[Annotated coordinate records]
-.-.-
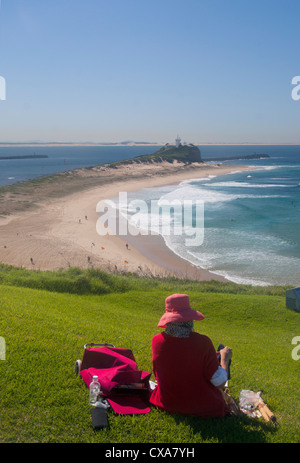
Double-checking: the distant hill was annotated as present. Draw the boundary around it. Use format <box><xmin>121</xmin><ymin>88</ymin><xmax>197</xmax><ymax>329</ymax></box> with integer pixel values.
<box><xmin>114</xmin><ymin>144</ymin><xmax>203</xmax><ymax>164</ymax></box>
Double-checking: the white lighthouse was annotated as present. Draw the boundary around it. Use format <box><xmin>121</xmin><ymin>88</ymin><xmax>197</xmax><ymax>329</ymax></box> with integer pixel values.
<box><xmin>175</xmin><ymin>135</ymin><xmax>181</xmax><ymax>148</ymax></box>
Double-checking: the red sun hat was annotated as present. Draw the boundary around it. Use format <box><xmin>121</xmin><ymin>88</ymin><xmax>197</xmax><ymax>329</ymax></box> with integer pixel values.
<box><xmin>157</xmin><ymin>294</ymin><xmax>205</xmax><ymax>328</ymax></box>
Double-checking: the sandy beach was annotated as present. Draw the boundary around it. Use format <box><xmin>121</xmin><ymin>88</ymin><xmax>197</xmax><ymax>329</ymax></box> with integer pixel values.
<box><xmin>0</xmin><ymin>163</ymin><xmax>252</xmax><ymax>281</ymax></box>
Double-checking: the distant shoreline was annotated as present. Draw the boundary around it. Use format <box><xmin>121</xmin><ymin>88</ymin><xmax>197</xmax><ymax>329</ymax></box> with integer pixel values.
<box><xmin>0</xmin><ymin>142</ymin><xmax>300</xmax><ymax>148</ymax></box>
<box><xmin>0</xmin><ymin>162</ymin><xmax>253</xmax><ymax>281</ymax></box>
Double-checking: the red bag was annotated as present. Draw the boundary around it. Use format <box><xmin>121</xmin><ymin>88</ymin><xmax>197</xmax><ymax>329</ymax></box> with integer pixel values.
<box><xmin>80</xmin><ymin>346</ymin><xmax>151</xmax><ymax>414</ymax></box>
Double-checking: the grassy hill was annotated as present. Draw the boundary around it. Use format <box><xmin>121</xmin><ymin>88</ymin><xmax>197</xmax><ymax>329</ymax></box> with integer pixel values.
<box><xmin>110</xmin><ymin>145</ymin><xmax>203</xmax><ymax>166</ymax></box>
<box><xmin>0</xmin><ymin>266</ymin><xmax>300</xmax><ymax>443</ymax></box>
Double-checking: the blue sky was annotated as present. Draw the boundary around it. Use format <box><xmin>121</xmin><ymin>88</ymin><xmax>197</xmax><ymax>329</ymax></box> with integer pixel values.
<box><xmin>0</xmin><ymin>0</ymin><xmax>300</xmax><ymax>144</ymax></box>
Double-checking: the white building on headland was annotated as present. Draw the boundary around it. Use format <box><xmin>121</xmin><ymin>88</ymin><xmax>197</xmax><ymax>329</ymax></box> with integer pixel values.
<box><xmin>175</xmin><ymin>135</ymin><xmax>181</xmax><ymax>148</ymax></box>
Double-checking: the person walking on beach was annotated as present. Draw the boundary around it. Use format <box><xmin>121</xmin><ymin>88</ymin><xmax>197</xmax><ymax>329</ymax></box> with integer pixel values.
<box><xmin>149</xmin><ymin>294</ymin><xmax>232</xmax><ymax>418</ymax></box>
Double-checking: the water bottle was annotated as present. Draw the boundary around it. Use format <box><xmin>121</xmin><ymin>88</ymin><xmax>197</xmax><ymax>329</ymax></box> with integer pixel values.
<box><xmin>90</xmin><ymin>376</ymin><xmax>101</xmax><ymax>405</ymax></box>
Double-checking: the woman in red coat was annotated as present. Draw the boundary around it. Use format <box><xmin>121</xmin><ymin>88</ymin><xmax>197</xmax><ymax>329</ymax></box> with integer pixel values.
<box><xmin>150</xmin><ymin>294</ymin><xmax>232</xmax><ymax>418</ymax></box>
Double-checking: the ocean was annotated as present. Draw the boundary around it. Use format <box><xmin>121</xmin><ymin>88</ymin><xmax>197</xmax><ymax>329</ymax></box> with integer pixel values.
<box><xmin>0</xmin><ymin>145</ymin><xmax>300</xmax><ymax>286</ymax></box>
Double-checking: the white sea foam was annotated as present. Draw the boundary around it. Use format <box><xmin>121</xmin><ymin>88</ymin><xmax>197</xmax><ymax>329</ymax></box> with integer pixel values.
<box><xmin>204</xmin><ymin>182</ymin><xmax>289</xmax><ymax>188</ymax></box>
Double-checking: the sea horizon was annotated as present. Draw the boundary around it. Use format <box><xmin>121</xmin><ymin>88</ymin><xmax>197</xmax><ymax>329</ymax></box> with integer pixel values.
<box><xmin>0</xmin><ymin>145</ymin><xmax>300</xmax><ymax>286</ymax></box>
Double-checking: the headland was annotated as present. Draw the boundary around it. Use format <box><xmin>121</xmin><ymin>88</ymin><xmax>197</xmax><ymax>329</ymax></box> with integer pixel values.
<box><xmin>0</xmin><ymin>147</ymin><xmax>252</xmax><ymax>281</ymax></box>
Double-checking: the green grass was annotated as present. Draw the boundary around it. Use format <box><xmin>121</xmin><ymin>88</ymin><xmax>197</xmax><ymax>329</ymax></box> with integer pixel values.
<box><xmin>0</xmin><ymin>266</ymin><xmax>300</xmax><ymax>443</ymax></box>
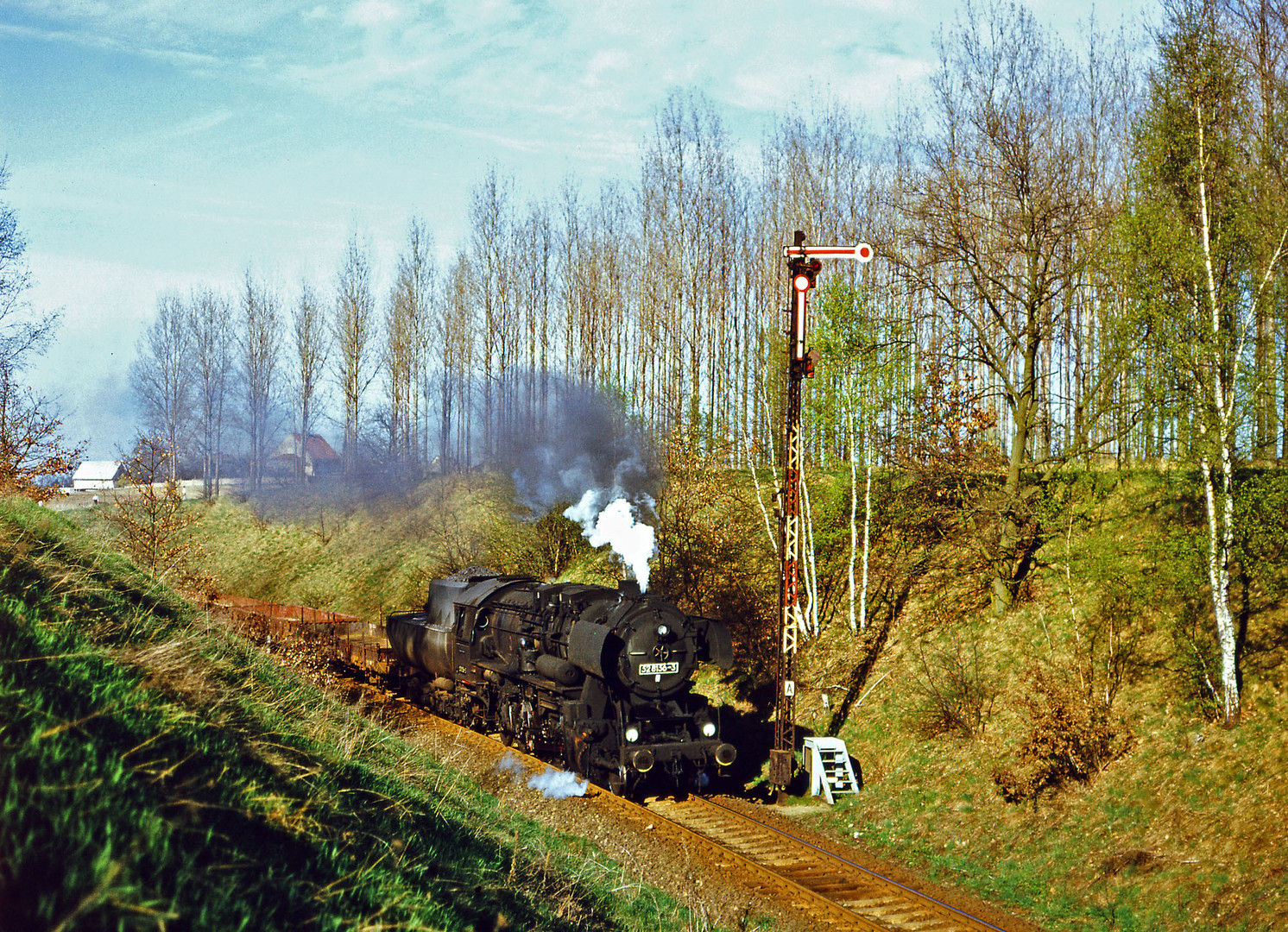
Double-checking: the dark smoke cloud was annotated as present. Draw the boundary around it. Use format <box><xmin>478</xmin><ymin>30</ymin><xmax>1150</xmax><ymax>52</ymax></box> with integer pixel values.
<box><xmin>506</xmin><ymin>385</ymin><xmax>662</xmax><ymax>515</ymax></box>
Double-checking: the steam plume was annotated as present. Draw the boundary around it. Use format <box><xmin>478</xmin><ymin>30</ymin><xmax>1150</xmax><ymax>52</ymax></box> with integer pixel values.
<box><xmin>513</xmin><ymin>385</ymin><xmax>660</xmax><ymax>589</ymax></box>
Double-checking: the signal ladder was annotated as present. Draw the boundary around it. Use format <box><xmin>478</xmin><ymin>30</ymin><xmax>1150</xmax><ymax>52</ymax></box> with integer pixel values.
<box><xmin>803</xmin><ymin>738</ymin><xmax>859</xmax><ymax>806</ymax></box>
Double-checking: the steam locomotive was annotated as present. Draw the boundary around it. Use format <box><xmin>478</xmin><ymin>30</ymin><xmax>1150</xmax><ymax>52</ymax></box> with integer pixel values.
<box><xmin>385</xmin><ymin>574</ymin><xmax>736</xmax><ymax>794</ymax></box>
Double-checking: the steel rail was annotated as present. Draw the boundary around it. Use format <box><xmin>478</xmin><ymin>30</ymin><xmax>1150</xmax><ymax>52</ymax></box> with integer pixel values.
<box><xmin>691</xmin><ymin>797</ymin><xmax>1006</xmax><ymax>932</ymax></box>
-.-.-
- [DESCRIPTION OF THE TASK]: Pick out every line of the listing that contains the word "headland" and copy each one in full.

- [RESPONSE]:
Double-checking: the white building on headland was annotated as present. Draw the boundary around it. Use format <box><xmin>121</xmin><ymin>88</ymin><xmax>197</xmax><ymax>329</ymax></box> with integer pixel values.
Double-checking: the headland was annotated as present. Draw the boundary around it. Use format <box><xmin>121</xmin><ymin>88</ymin><xmax>197</xmax><ymax>329</ymax></box> with integer pixel values.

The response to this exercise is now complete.